(Natural language region descriptions)
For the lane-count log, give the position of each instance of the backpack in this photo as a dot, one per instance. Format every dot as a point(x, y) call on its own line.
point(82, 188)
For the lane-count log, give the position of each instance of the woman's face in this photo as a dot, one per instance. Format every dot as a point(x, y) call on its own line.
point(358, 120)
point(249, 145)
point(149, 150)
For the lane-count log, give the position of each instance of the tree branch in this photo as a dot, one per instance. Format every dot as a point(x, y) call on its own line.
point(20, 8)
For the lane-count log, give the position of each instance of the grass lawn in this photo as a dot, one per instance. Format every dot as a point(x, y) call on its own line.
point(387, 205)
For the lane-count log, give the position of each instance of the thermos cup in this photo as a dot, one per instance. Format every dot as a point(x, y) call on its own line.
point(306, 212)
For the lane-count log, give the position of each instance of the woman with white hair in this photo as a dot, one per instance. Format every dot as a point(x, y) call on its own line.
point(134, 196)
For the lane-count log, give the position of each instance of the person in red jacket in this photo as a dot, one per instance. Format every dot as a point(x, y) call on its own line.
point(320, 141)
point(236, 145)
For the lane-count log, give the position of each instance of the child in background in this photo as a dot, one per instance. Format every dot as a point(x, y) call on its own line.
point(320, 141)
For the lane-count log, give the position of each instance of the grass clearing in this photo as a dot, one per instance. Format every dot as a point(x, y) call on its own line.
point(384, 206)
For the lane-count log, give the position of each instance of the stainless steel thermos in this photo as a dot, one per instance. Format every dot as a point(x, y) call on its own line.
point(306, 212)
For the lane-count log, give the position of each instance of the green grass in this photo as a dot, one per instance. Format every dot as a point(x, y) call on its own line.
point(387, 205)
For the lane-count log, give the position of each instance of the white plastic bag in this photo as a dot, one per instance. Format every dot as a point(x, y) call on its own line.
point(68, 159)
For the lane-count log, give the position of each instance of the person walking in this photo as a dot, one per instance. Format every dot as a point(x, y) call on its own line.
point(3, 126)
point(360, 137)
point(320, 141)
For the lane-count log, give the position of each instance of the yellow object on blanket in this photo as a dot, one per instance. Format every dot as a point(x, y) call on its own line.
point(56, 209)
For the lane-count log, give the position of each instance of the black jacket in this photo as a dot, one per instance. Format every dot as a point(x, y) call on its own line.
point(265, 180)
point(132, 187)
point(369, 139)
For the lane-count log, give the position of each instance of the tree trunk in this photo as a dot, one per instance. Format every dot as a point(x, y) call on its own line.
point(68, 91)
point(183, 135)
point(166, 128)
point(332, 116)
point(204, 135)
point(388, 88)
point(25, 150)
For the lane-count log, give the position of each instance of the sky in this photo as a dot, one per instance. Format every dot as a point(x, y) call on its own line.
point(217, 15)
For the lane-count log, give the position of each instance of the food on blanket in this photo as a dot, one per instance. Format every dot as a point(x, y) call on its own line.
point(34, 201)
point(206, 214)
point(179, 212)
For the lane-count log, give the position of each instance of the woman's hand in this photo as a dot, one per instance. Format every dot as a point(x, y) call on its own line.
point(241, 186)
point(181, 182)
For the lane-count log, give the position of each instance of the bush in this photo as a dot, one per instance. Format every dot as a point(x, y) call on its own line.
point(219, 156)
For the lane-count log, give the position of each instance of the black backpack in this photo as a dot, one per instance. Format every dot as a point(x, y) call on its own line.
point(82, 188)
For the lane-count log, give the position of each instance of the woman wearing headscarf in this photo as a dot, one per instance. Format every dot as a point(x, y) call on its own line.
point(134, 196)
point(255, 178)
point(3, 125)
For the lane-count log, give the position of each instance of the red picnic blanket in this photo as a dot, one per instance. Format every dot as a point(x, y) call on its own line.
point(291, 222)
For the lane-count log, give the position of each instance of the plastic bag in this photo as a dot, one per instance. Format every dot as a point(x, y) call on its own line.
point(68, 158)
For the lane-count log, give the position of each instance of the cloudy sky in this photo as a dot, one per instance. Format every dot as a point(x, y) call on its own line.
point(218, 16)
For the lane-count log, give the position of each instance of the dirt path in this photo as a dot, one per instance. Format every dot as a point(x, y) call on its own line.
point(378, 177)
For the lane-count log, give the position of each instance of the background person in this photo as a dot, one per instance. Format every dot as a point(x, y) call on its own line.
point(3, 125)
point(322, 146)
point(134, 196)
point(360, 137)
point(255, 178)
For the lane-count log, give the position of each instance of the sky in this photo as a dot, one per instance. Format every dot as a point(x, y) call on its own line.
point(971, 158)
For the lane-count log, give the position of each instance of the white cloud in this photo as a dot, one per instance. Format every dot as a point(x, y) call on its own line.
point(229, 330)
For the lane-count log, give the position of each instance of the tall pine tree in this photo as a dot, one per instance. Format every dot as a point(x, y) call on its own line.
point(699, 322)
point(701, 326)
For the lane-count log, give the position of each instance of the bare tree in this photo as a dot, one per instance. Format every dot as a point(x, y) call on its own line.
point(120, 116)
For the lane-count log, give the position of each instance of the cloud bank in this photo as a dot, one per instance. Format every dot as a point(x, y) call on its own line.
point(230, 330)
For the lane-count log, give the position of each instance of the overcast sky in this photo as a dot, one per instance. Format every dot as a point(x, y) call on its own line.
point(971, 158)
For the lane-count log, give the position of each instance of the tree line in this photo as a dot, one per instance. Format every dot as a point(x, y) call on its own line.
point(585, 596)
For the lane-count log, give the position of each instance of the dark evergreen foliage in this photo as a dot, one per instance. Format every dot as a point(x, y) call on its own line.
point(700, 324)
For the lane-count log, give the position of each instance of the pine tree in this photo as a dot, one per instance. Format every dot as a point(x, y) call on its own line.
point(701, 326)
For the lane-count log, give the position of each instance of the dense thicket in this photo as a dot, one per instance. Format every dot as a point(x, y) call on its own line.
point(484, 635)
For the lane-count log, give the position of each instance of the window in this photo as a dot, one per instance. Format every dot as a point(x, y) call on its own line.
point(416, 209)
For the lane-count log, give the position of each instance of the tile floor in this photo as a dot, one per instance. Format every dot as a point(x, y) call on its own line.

PROBLEM REQUIREMENTS: Retype all of the records above without a single alteration.

ANSWER SECTION:
For the lane-count log, give the position of each instance of the backpack in this photo as a dot, one per instance. Format every dot as a point(x, y) call on its own line.
point(82, 188)
For the lane-count log, give the position of each instance of the woman's face in this photo as a dot, one per instance. Format every dot as a point(x, y) call on its own line.
point(358, 120)
point(249, 145)
point(149, 150)
For the lane-count log, give the position of each instance of the tree branch in this photo as a dot, one per instance. Format every dot as a point(x, y) call on its own line.
point(20, 8)
For the lane-count log, give the position of each instance of the grass lawn in this photo as a dot, one per instance. Format every dot as a point(x, y) call on its own line.
point(387, 205)
For the lane-count log, give the position of each instance of the thermos cup in this photo as a dot, one per instance. Format every dot as a point(x, y) call on its own line.
point(306, 212)
For the lane-count log, give the position of each instance of the woman with white hair in this photo as a dot, one per instance. Format every dot as a point(x, y) call on its own line.
point(134, 196)
For the lane-count log, give the position of each instance of the person in red jacket in this photo as a dot, one per instance. Format every dot as a point(x, y) call on its own line.
point(320, 141)
point(236, 145)
For the lane-count log, give the position of each instance of the child in background in this photo as a dot, one per instance. Format every dot as a point(x, y) call on its own line.
point(320, 141)
For the lane-count log, give the position of each instance of the grass clearing in this photo as a dot, one per instance. Format every dot as a point(x, y) call on its own line.
point(384, 206)
For the lane-count log, give the position of each instance of the stainless steel thermos in this photo as a dot, one per instance. Format every dot as a point(x, y) call on its own line.
point(306, 212)
For the lane-count log, give the position of each instance of the green grass in this photo as a dot, one per instance. Format every dot as a point(x, y) call on its own line.
point(387, 205)
For the lane-count log, give the position of each instance of the white plastic bag in this photo as a dot, one per instance. Format every dot as a point(x, y) call on its own line.
point(68, 159)
For the lane-count log, give the position of each instance of the person walking in this photo as a dot, one per instance. Format every dot as a point(x, y) call on its own line.
point(3, 126)
point(360, 137)
point(320, 141)
For the lane-count log, give the position of each instance of the yellow object on blanket in this photo as a dot, one per instance. Format every dot as a point(x, y) call on its own line.
point(56, 209)
For the lane-count log, give the position of each instance of the black jacket in this photo as a dot, one per instance. Format every dot as a point(x, y) call on its own line.
point(265, 180)
point(132, 187)
point(369, 139)
For the lane-count log, give the position of each instance of the tree trunk in this photo as a dot, one per instance. Format every dot as a point(x, y) call on its own line.
point(68, 91)
point(183, 135)
point(166, 128)
point(332, 116)
point(204, 135)
point(388, 88)
point(25, 150)
For the lane-count log, give the position of each instance of the sky in this photo as a dot, one per instance. Format every dot as a point(x, y) call on its own line.
point(217, 15)
For the lane-count log, give the position of each instance of the food on blanket in this photo as a dot, one per instance. Format every dot as a point(x, y) call on its own line.
point(34, 201)
point(206, 214)
point(179, 212)
For the lane-count log, give the position of each instance of the woman's hand in this photo as a dot, one per instance. Format every dot as a point(x, y) call on its own line.
point(241, 186)
point(181, 182)
For the lane-count log, give the position of each instance of the bush in this photo as a dot, one per instance. Format every dot as a point(x, y) call on its own line.
point(219, 156)
For the lane-count log, give the position of each instance of the black backpack in this photo as a dot, one per instance. Format every dot as a point(x, y) call on its own line.
point(82, 188)
For the lane-count log, give the position of each instance of the woman wearing headscarf in this photo as a dot, one per instance. Format every dot as a point(x, y) call on its own line.
point(134, 196)
point(255, 178)
point(3, 125)
For the lane-count log, give the position of each instance of the red picnic blanket in this photo as a dot, one per instance. Format every dot as a point(x, y) call on its own line.
point(291, 222)
For the lane-count log, give the position of each instance of the plastic bag in this photo as a dot, one per instance. Format every dot as a point(x, y) call on its own line.
point(68, 158)
For the lane-count log, give the position of each instance of the cloudy sky in this photo as a dot, one per instance. Format every dot as a point(x, y) call on its own line.
point(218, 16)
For the lane-count log, give the position of each instance of the dirt path in this photo as a dot, one per instance. Format every dot as a point(x, y) call on its own line.
point(378, 177)
For the lane-count log, give the position of each instance of the background person in this photo as a dot, one per instance. Format every dot as a point(x, y) call on its own line.
point(3, 125)
point(322, 146)
point(134, 196)
point(360, 137)
point(255, 178)
For the lane-count log, give the position of each instance of the sky in this photo as a dot, one per instance. Format every dot as a point(x, y) call on its own line.
point(971, 158)
For the lane-count log, give the position of each instance of the white cloud in this photo as a dot, one per instance. Format every dot as a point(x, y) call on its own line.
point(229, 330)
For the lane-count log, give the position of each instance of the tall pine tree in this photo as a dot, one per instance. Format every dot as a point(x, y) call on its own line.
point(699, 322)
point(701, 326)
For the lane-count log, give the position of each instance of the bare tree in this photo as a dot, one per instance. Format every dot as a point(x, y) call on its own line.
point(120, 116)
For the lane-count log, give the position of each instance of the cloud bank in this photo as a dot, one per instance. Format every dot as a point(x, y) call on its own line.
point(230, 330)
For the lane-count log, give the position of each instance of the overcast sky in this photo as a dot, one per instance. Format every dot as a point(x, y) call on its own line.
point(971, 158)
For the lane-count log, give the position of each instance of the tree line in this photo as a dot, one per instance. Format every dot as a point(x, y) call on its own line.
point(585, 596)
For the lane-count log, give the position of each instance of the dark evergreen foliage in this photo as a dot, one per instance. Format every dot as a point(x, y) call on its own line.
point(700, 324)
For the lane-count log, give the position of each instance of the pine tree in this photo as a dot, one per instance. Format every dot as a point(x, y) call on its own line.
point(701, 326)
For the lane-count log, give the position of each instance of the dense thicket in this photo as a dot, one per instance. Format every dot as a point(x, y) call on its own line.
point(484, 635)
For the lane-count log, give the position of each instance of the window in this photo as a dot, one per instance. Format every dot as a point(x, y) call on its own line.
point(416, 209)
For the lane-count log, give the position of each instance of the tile floor in this photo as a dot, one per instance. Format every dot as a point(x, y) call on its own line.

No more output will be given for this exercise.